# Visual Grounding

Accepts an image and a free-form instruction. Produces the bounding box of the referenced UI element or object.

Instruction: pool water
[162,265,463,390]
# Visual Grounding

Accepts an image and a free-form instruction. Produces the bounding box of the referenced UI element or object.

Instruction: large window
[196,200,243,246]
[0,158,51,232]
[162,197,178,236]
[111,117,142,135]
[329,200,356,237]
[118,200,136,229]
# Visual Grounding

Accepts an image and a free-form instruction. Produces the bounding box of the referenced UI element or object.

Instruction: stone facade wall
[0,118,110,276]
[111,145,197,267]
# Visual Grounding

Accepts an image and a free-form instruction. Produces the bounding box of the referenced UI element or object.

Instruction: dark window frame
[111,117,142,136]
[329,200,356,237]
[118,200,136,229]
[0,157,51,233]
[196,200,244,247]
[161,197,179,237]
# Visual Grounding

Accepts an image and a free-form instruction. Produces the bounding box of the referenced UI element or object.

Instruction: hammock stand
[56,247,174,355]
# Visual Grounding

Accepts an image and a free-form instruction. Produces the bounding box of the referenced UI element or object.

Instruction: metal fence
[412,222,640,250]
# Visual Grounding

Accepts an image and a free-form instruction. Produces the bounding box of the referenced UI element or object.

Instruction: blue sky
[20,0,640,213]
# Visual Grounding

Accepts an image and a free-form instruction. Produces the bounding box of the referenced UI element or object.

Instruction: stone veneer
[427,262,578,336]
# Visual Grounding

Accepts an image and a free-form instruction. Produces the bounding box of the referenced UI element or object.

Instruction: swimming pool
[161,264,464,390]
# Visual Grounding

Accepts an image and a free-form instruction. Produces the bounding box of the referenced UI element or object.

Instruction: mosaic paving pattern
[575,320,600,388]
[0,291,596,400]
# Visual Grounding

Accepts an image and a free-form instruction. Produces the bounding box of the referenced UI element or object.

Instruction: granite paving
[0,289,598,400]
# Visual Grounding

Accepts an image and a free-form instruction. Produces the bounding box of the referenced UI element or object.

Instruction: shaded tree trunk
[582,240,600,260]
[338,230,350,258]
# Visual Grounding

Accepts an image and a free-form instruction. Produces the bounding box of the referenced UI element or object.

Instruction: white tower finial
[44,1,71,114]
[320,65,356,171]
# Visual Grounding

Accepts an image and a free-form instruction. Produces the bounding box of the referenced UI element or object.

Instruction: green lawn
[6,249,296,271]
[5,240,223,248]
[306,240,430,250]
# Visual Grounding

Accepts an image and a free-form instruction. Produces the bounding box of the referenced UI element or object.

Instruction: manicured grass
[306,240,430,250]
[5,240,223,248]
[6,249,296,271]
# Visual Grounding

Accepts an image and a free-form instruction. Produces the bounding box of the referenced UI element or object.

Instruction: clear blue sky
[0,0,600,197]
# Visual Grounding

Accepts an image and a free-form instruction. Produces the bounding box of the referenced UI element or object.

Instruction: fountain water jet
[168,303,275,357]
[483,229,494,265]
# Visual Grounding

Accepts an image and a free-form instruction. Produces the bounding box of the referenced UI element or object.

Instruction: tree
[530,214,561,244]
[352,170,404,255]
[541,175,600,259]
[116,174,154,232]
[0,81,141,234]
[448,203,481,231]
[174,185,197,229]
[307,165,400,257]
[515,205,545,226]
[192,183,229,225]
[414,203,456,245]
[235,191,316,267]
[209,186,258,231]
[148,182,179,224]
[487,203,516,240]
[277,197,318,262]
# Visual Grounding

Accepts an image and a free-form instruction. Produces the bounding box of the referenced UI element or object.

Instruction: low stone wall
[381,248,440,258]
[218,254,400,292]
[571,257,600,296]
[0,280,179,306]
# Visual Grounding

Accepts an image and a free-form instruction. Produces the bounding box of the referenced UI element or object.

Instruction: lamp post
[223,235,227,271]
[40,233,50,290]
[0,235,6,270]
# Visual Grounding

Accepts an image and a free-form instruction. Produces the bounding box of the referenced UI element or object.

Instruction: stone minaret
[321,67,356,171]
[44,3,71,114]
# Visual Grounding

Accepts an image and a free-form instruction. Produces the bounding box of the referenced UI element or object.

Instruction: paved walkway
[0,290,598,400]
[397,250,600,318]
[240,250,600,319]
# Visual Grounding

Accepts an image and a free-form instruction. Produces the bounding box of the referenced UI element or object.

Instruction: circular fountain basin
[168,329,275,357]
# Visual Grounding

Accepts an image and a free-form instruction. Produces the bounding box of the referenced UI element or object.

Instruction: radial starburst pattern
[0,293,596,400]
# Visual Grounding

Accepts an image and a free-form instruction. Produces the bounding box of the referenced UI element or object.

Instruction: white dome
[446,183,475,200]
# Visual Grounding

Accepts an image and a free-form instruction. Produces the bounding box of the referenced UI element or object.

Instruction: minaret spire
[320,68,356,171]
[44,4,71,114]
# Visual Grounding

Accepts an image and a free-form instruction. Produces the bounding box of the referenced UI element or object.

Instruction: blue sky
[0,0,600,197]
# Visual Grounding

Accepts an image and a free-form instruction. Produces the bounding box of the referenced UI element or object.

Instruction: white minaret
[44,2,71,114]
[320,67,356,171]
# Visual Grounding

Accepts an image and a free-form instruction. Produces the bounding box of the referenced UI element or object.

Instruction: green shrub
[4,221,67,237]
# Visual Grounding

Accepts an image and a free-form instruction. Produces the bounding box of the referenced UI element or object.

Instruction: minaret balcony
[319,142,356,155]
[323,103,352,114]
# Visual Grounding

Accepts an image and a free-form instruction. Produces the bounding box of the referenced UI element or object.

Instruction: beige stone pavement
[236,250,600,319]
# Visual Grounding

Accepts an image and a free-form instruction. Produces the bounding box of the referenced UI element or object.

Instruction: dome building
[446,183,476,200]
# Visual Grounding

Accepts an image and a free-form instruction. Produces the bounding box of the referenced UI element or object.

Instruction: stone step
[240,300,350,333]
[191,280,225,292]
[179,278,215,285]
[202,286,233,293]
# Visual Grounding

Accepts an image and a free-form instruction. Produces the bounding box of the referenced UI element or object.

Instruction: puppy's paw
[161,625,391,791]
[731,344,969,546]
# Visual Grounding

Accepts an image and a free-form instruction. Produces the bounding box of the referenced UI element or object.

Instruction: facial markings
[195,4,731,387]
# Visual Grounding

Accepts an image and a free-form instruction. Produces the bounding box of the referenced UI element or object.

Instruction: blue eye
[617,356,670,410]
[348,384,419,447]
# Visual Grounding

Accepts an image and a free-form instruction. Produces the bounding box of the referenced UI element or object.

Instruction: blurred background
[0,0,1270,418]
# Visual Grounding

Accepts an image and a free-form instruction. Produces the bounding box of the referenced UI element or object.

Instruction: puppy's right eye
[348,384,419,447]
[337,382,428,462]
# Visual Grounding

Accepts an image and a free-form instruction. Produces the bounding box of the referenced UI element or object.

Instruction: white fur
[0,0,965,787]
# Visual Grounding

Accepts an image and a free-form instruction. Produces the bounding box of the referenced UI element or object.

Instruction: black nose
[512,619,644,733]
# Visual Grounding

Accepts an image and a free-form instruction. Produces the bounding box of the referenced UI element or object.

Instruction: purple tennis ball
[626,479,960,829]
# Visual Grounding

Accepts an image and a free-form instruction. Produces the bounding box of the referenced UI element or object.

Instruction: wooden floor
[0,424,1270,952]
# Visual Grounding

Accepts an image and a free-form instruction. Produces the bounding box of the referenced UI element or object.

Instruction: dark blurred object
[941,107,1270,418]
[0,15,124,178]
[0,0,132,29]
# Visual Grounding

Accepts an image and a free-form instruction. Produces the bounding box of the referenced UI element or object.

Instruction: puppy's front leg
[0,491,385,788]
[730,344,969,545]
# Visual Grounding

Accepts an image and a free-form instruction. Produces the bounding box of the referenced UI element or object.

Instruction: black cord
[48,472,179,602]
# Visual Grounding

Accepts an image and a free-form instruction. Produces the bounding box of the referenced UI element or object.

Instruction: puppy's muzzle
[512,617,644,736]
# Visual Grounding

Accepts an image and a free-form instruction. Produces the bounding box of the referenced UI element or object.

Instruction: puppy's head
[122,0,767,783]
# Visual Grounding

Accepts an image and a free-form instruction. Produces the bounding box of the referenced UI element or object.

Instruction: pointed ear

WHAT IS REQUIRED
Copy the material above verbatim, from its first line through the line that contains "[111,145,197,267]".

THE COMPLETED TASK
# Visual Grounding

Accepts an image and a free-form instruction. Produces the bounding box of the referenced UI element or object.

Instruction: pool water
[162,265,463,390]
# Visual Grounding

Accepts an image and a free-form instruction. Produces the bounding box of the referenced UI element or object.

Instruction: large window
[196,200,243,246]
[0,158,51,232]
[162,197,178,236]
[111,117,142,135]
[329,200,356,237]
[118,200,136,229]
# Visual Grounding

Accepts an image and a free-form instruction. Produces the bounding box of the referenced UI element or object.

Instruction: stone facade wall
[0,118,110,276]
[111,145,197,267]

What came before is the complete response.